Ab Juli gilt eine neue Norm für Luftfilter: Die DIN ISO 16890

Von vielen unbemerkt wurde zur Jahreswende 2016/2017 eine neue Filternorm, die DIN EN ISO 16890 eingeführt. Sie löst am Ende einer 18-monatigen Übergangsfrist am 01.07.2018 die EN 779 endgültig ab. Mit weitreichenden Folgen.

Ab Juli 2018 dürfen Filter nicht mehr mit der bislang bekannten Klassifizierung G1 bis F9 gehandelt und eingebaut werden. Ab diesem Zeitpunkt sind nur noch Filter zu verwenden, die entsprechend DIN EN ISO 16890 geprüft, in entsprechenden Gruppen eingeteilt und ausreichend gekennzeichnet sind.

Die Hintergründe

Luftbelastungen durch Feinstäube nehmen weltweit zu. Aufgrund des nachgewiesenen negativen Einflusses auf die menschliche Gesundheit, rückt dieses Problem immer stärker in den öffentlichen Focus. Hohe Feinstaubbelastungen sind nach aktuellen Erkenntnissen ursächlich für viele Atemwegs- und Herz-Kreislauferkrankungen. Besonders in Partikelgrößen kleiner 10µm sind die als Feinstaub bezeichneten Gemische aus festen und flüssigen Bestandteilen nicht nur lungengängig, sondern gelangen über die Lunge teilweise sogar in den menschlichen Blutkreislauf.

Die gesundheitlichen Risiken einer zu hohen Belastung der Atemluft mit Feinstäuben werden folgerichtig von viele Ländern als erheblich eingestuft. Um grenzübergreifende Maßnahmen gegen diese Entwicklung zu setzen, wurden in den vergangenen Jahren einheitliche Standards und Messverfahren geschaffen, die eine genaue Bewertung einer Feinstaubbelastung ermöglichen.

[Datensätze zur Positionsmarkierung]
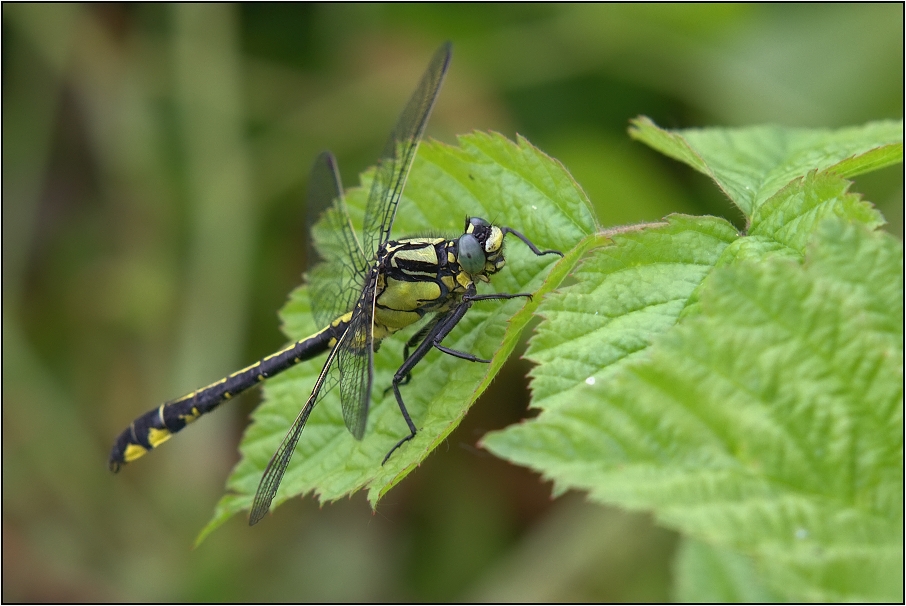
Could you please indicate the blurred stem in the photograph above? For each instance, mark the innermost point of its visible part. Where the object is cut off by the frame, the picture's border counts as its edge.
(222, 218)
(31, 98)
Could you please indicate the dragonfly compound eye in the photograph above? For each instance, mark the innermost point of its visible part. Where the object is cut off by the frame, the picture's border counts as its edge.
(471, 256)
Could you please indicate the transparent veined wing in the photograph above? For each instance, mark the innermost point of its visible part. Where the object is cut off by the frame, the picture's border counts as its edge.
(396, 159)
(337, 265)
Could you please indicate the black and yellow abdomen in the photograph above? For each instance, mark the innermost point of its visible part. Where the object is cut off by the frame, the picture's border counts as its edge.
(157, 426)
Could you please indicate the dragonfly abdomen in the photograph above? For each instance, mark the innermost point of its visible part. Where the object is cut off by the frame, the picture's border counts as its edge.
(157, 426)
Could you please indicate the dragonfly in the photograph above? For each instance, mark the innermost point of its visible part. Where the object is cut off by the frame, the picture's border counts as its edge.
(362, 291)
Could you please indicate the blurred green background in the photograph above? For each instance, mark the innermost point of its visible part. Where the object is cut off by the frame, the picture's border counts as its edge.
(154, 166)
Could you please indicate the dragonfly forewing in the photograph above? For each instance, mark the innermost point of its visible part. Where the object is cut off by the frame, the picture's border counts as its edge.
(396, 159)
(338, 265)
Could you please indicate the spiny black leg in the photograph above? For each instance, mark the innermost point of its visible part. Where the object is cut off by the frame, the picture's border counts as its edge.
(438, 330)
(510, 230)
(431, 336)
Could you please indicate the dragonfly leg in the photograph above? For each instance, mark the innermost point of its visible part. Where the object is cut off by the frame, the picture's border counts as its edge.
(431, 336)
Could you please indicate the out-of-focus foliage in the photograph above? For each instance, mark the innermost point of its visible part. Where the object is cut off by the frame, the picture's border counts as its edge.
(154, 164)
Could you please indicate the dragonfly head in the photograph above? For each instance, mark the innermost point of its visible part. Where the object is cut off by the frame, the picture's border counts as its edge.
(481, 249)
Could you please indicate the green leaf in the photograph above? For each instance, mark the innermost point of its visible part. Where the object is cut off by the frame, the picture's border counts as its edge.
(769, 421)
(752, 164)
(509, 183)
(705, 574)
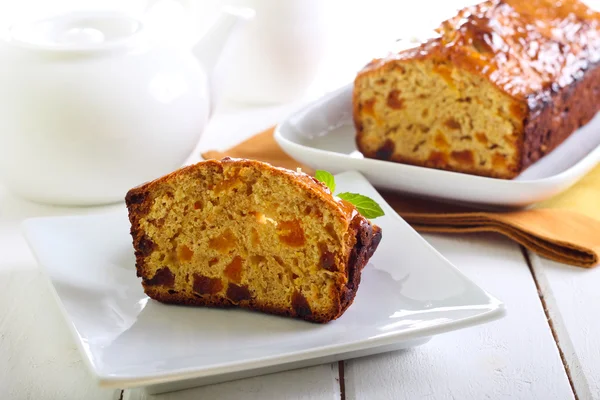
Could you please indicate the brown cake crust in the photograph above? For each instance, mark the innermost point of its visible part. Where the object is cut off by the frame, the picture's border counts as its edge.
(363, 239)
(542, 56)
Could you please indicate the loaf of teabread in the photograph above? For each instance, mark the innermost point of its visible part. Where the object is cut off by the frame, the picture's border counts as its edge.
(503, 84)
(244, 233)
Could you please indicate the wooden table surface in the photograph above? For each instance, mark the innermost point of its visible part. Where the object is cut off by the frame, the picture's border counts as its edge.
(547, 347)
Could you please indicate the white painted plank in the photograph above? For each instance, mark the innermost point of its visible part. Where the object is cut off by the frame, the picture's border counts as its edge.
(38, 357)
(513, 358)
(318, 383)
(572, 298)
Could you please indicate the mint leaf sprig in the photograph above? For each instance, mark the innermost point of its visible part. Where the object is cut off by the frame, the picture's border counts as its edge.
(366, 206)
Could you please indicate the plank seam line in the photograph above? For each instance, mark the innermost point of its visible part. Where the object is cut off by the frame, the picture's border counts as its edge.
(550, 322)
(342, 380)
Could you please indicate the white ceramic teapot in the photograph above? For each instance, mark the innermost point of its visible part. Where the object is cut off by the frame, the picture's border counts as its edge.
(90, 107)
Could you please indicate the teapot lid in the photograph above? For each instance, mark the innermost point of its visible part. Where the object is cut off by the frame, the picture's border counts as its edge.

▶ _Aufgaben_
1. Zeige jede Zeile der Datensätze, in der das Wort „teapot“ vorkommt.
2. Führe den Text über die neue Luftfilternorm DIN EN ISO 16890 nach seinem letzten Satz fort.

▶ _Lösungen zur Übung_
1.
Could you please indicate the white ceramic teapot in the photograph above? For each instance, mark the innermost point of its visible part. Where the object is cut off by the frame, the picture's border counts as its edge.
Could you please indicate the teapot lid in the photograph above? For each instance, mark the innermost point of its visible part. Where the object is cut off by the frame, the picture's border counts as its edge.

2.
Feinstäube werden inzwischen in verschiedene Partikelgrößenfraktionen unterteilt. Weltweit ermitteln und veröffentlichen immer mehr Organisationen und Behörden Feinstaubwerte in den Fraktionsgruppen PM10, PM 2,5 und PM1 und ermöglichen so die Vergleichbarkeit Ihrer Mess- oder Grenzwerte. Die Gruppe PM 10 umfasst dabei alle Feinstäube mit Partikelgrößen bis 10µm, PM 2,5 bis 2,5µm und PM1 bis 1µm.

DIE DIN EN ISO 16890

Die DIN EN ISO 16890 nimmt diesen Ansatz auf und unterscheidet Filter nicht mehr nach Ihrem Abscheideverhalten gegenüber einer einzigen Partikelgröße von 0,4µm, sondern teilt Filter in 4 neue Gruppen auf.

·         ISO Coarse          Filter für Stäube ab 10µm

·         ISO ePM10         0,3µm bis 10µm

·         ISO ePM2,5        0,3µm bis 2,5µm

·         ISO ePM1            0,3µm bis 1µm

Mess- und Auswerteverfahren nach ISO

Das Mess- und Auswerteverfahren für die Filtergruppen ISO ePM10 bis 1 ist aufgrund der neuen Betrachtungsweise erheblich komplizierter, als nach EN 779.

Die Prüfung zur Eingruppierung in ISO Gruppen kann nicht mehr gravimetrisch, also durch simples Wiegen eines Filters vor und nach Beaufschlagung mit Prüfstaub, ausgewertet werden, da nach ISO eine Aussage über das tatsächliche Abscheideverhalten eines Filters gegenüber jeder Partikelgröße getroffen werden muss.

Es ist also notwendig, die tatsächlich Anzahl abgeschiedener Partikel je Partikelgröße zu erfassen und mit den während des Versuchs zugegebenen Partikelmengen abzugleichen.

Um das Abscheideverhalten der Filter auch unter ungünstigen Einsatzbedingungen zu prüfen, gibt die ISO 16890 ebenso wie die EN 779 Testzyklen mit unbehandelten und elektrostatisch entladenen Filtern vor, um den Testfilter auch im ungünstigsten Betriebszustand zu bewerten.

Das Ziel der Messung sind die Ermittlung der Anfangsfraktionsabscheidekurve, also die Darstellung des Abscheidegrades im Verhältnis zur Partikelgröße für den unbeladenen und nicht konditionierten Filter, und der minimalen Fraktionsabscheidegradkurve des elektrostatisch entladenen Filters.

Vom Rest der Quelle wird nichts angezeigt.